▸ **About this exercise**:
Only lines with the word "metal" are needed; collect each of them from the listing below.

(The input Opens)

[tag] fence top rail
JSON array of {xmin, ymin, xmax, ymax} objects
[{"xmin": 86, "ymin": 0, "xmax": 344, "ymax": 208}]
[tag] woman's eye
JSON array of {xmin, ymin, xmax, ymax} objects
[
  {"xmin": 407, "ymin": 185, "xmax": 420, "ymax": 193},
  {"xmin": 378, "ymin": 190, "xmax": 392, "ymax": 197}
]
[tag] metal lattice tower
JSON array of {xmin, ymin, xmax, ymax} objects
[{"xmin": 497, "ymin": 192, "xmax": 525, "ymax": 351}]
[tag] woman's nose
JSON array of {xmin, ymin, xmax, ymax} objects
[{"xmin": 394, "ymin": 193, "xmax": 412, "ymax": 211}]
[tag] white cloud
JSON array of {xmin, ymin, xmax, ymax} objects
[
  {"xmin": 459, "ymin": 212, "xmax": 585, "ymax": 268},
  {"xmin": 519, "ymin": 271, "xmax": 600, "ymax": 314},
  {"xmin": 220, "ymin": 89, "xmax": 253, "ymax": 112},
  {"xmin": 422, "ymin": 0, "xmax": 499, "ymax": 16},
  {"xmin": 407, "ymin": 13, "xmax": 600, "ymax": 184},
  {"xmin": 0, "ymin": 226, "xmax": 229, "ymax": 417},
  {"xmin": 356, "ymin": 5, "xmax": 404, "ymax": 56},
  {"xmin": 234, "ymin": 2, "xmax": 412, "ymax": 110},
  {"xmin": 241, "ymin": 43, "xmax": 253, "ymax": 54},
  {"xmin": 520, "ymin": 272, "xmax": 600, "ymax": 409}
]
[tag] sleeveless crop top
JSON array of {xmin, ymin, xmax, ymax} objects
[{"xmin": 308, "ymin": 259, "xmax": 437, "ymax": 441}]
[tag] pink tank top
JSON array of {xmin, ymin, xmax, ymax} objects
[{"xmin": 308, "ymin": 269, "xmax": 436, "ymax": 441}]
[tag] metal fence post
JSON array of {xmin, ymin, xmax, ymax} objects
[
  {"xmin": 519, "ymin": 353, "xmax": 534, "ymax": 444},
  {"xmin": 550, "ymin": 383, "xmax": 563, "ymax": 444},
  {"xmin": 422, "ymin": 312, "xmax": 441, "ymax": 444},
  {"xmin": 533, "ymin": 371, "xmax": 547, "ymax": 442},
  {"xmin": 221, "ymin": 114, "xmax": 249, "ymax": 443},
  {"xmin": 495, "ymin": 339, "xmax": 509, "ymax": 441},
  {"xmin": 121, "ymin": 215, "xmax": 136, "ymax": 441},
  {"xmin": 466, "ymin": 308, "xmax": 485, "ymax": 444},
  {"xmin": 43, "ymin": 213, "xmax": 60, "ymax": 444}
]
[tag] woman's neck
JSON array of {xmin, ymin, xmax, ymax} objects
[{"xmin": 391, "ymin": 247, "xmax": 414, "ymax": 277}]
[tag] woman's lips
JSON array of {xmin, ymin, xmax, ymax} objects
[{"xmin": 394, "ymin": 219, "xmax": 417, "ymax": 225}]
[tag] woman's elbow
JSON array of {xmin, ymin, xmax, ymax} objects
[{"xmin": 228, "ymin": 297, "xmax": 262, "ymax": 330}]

(The input Closes)

▸ **Result below**:
[tag] metal lattice tower
[tag] metal fence post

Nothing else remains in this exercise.